Source data:
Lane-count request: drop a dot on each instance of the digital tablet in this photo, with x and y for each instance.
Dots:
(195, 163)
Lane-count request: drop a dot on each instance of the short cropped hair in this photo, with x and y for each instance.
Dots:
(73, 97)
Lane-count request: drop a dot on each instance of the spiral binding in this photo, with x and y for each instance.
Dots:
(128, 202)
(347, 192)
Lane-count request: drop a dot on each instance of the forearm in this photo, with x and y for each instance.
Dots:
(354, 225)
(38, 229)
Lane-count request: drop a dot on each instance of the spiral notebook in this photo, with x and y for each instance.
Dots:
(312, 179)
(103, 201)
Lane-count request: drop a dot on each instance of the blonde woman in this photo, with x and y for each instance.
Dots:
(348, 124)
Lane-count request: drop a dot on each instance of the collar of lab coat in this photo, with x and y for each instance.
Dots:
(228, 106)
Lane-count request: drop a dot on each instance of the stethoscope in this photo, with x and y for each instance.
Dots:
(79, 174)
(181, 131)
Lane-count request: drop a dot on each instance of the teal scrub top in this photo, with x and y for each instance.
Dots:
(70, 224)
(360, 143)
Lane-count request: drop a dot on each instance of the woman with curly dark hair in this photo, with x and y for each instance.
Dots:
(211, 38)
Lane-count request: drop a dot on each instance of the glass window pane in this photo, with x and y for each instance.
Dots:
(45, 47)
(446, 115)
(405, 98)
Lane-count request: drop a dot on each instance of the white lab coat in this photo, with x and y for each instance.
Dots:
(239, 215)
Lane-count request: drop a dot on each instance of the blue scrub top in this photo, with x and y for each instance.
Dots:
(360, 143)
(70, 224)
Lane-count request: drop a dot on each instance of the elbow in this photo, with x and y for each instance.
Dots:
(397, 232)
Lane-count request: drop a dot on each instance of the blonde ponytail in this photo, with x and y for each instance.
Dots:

● Written problem:
Swap every occurrence of "drop a dot" in the records for "place a point", leaving the rest unchanged.

● Finished answer:
Lane-count request: place a point on each instance of the digital tablet in this photo, with x and y for each instance.
Dots:
(195, 163)
Lane-count request: place a point on each instance of the short cropped hair in this photo, with x and y for each instance.
Dots:
(73, 97)
Lane-count request: place a point on each instance of the spiral binding in this photo, with x and y for each instance.
Dots:
(128, 202)
(347, 192)
Lane-count request: place a point on each instance of the forearm in this photo, with x and y for each instance.
Dots:
(354, 225)
(38, 229)
Lane-count request: place a point on each instance of the spiral notebook in this photo, with x and y for each instance.
Dots:
(312, 179)
(103, 201)
Lane-count request: place a point on each instance of the blonde woman in this photo, with x and y for each instance.
Dots:
(348, 124)
Lane-count request: place a point on each instance of the collar of lab coat in this photo, with x and y for each instance.
Dots:
(228, 106)
Lane-count request: place a point on each instance of the stethoscope in this photo, with x and y for each instance.
Dots:
(79, 174)
(181, 131)
Lane-count request: place a point on each instance of the teal scrub top in this photo, with x and y for each instance.
Dots:
(70, 224)
(360, 143)
Lane-count request: place a point on each instance of the woman with curly dark hair in this photo, with x and y for each instance.
Dots:
(211, 38)
Lane-count request: place a point on each instance of the glass window pane in this photo, with x and y for each instance.
Dots:
(45, 47)
(446, 115)
(405, 98)
Lane-count request: place a point on each instance of the white lab coat in this photo, with x and y for each instance.
Dots:
(239, 215)
Lane-count request: place a point on each instance of the blue scrub top in this photo, with x and y for each instance.
Dots:
(360, 143)
(70, 224)
Lane-count request: place a point on each instance of the elbow in this photo, with x and y for each instance.
Dots:
(397, 232)
Lane-count request: place a point on each instance of the blonde ponytail in this photo, with x and y for each instance.
Dots:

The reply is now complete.